- _Records to use_
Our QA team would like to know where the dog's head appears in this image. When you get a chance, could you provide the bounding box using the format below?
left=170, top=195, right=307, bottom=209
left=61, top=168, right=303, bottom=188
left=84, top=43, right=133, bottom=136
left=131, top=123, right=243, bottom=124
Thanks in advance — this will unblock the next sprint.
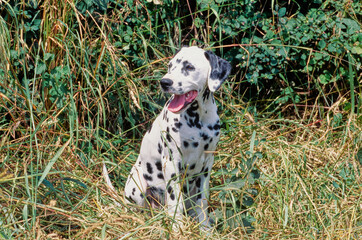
left=161, top=47, right=231, bottom=113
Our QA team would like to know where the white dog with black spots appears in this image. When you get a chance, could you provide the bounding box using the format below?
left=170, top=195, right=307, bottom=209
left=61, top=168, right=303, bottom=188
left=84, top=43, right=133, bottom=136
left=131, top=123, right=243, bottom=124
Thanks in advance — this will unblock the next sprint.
left=108, top=47, right=231, bottom=228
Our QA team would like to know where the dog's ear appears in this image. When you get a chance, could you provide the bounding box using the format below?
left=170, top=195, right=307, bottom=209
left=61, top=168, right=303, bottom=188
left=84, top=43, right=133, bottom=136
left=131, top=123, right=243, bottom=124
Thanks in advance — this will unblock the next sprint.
left=205, top=51, right=231, bottom=92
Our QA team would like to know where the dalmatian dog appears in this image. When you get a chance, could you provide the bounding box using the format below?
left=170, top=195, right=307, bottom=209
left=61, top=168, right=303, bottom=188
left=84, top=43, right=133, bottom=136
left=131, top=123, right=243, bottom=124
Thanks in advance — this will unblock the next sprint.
left=125, top=47, right=231, bottom=227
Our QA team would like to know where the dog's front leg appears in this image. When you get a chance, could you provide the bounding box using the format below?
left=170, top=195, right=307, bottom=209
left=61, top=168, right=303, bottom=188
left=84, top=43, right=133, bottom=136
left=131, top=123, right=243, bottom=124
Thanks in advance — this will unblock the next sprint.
left=164, top=160, right=184, bottom=227
left=195, top=156, right=214, bottom=228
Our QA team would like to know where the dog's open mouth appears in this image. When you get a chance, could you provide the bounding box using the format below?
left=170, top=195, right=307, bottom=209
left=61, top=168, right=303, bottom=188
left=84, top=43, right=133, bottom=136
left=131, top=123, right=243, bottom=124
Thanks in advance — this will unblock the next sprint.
left=168, top=90, right=197, bottom=113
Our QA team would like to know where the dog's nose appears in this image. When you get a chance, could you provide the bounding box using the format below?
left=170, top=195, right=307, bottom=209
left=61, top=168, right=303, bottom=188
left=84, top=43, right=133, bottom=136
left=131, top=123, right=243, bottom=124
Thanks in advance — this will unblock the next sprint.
left=160, top=78, right=173, bottom=90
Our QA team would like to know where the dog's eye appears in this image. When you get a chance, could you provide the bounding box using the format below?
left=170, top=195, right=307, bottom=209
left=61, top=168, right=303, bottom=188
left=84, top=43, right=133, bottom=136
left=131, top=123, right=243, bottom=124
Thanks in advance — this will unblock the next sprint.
left=185, top=64, right=195, bottom=71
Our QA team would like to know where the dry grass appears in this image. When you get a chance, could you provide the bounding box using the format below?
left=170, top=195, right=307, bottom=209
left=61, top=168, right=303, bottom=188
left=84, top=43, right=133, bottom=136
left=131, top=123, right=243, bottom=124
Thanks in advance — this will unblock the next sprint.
left=0, top=101, right=362, bottom=239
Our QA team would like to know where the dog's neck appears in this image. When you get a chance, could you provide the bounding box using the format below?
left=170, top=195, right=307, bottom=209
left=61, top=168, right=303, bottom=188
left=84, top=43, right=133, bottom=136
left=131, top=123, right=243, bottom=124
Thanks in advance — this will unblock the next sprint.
left=185, top=88, right=218, bottom=122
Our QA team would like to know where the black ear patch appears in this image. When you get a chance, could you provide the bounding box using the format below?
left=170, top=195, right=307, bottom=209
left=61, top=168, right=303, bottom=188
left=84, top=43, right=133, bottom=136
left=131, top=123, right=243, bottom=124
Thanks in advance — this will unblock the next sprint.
left=205, top=51, right=231, bottom=92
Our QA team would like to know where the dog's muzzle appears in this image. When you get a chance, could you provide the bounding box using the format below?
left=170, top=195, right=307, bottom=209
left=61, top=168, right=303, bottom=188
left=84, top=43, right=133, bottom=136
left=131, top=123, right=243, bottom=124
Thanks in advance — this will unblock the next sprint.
left=160, top=78, right=173, bottom=92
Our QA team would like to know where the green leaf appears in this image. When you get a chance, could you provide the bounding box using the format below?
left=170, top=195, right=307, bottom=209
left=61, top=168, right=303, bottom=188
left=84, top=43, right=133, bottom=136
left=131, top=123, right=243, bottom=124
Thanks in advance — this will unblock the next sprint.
left=278, top=8, right=287, bottom=17
left=318, top=39, right=327, bottom=49
left=35, top=62, right=47, bottom=74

- _Task statement_
Substitute "annotation team" for every occurrence of "QA team" throughout the material above and reproduce it with nothing else changed. Omit the pictures.

- _Answer to this task_
Our annotation team would like to know where the dog's head appears in this image. When you get a chance, could you provide the bounding box using the format below?
left=170, top=195, right=307, bottom=209
left=61, top=168, right=303, bottom=188
left=84, top=43, right=133, bottom=136
left=131, top=123, right=243, bottom=124
Thanks in advance — this will unblock the next sprint.
left=161, top=47, right=231, bottom=113
Our annotation team would like to know where the white dog with black spots appears in this image. When you get a chance, could you provide the bounding box using the format below?
left=170, top=195, right=307, bottom=209
left=61, top=168, right=303, bottom=188
left=84, top=43, right=133, bottom=136
left=131, top=123, right=243, bottom=124
Thanks in advance — this will unblock the next sprint.
left=108, top=47, right=231, bottom=228
Our annotation team would like to know where the dog's ear appears in this image. When you get a chance, could you provide the bounding box using the format below?
left=170, top=195, right=307, bottom=209
left=61, top=168, right=303, bottom=188
left=84, top=43, right=133, bottom=136
left=131, top=123, right=243, bottom=124
Thanks in advance — this will unblock the next sprint.
left=205, top=51, right=231, bottom=92
Our annotation team would like to know where the dalmatian dog appears in this image. When you get a chance, could you provide the bounding box using the format below?
left=170, top=195, right=307, bottom=209
left=61, top=168, right=303, bottom=188
left=84, top=43, right=133, bottom=136
left=131, top=123, right=243, bottom=124
Thanks in advance — this will unblock the next sprint.
left=125, top=47, right=231, bottom=227
Our annotation team would like to know where the dog's front leg appears in this image. When you get a chance, could you provide the bounding box using the format below?
left=170, top=195, right=307, bottom=209
left=61, top=168, right=303, bottom=188
left=84, top=43, right=133, bottom=136
left=131, top=123, right=243, bottom=124
Thanks in advance — this will unblock the next sprint.
left=164, top=160, right=184, bottom=227
left=195, top=156, right=214, bottom=228
Our annotation team would like to know where the dog's open mouth appears in this image. When you get a chance, could you provide the bounding box using the format below?
left=170, top=195, right=307, bottom=209
left=61, top=168, right=303, bottom=188
left=84, top=43, right=133, bottom=136
left=131, top=123, right=243, bottom=124
Thanks in advance — this will unblock the next sprint.
left=168, top=90, right=197, bottom=113
Our annotation team would like to know where the dog's nose appears in this image. When you get a chance, could you provide the bounding box using the format below?
left=170, top=195, right=307, bottom=209
left=61, top=168, right=303, bottom=188
left=84, top=43, right=133, bottom=136
left=131, top=123, right=243, bottom=124
Thanks in advance — this will unblock the next sprint.
left=160, top=78, right=173, bottom=90
Our annotation team would like to know where the dog's eye appears in this image. When you get a chance, could you provide the bounding box using the format below?
left=170, top=195, right=307, bottom=209
left=61, top=168, right=303, bottom=188
left=84, top=43, right=133, bottom=136
left=131, top=123, right=243, bottom=124
Thanks in advance — this will unblock the next sprint.
left=185, top=64, right=195, bottom=71
Our annotation team would like to know where the dry grass appears in this image. When you get a chance, could you provide the bounding box using the format below?
left=170, top=195, right=307, bottom=209
left=61, top=168, right=303, bottom=188
left=84, top=43, right=133, bottom=136
left=131, top=123, right=243, bottom=124
Thanks in advance — this will unblock the next sprint.
left=0, top=101, right=362, bottom=239
Our annotation team would like to know where the dog's neck appears in this image. When you get a chance, could you provide the bounding box using the format below?
left=170, top=195, right=307, bottom=209
left=61, top=168, right=303, bottom=188
left=84, top=43, right=133, bottom=136
left=131, top=123, right=243, bottom=124
Thanks in advance — this will unblock the next sprint.
left=185, top=88, right=218, bottom=122
Our annotation team would like to know where the black ear patch appears in this image. When you get a chance, could you provide the bounding box using the format below?
left=170, top=195, right=307, bottom=209
left=61, top=168, right=303, bottom=188
left=84, top=43, right=133, bottom=136
left=131, top=123, right=243, bottom=124
Thanks in advance — this will unblock the next sprint.
left=205, top=51, right=231, bottom=92
Our annotation team would like to know where the dog's muzzle appears in this image. When you get a chance, could you provide the bounding box using the format below?
left=170, top=195, right=307, bottom=209
left=61, top=168, right=303, bottom=188
left=84, top=43, right=133, bottom=136
left=131, top=123, right=243, bottom=124
Thanks in advance — this will unblock the next sprint.
left=160, top=78, right=173, bottom=92
Our annotation team would like to know where the green leaf appears in this image. When you get a chance, could you provide the bounding box using the format below?
left=170, top=195, right=307, bottom=209
left=61, top=168, right=303, bottom=188
left=84, top=43, right=133, bottom=136
left=131, top=123, right=243, bottom=124
Thanks in advance — this will unblock the next sprint.
left=278, top=8, right=287, bottom=17
left=318, top=39, right=327, bottom=49
left=35, top=62, right=47, bottom=74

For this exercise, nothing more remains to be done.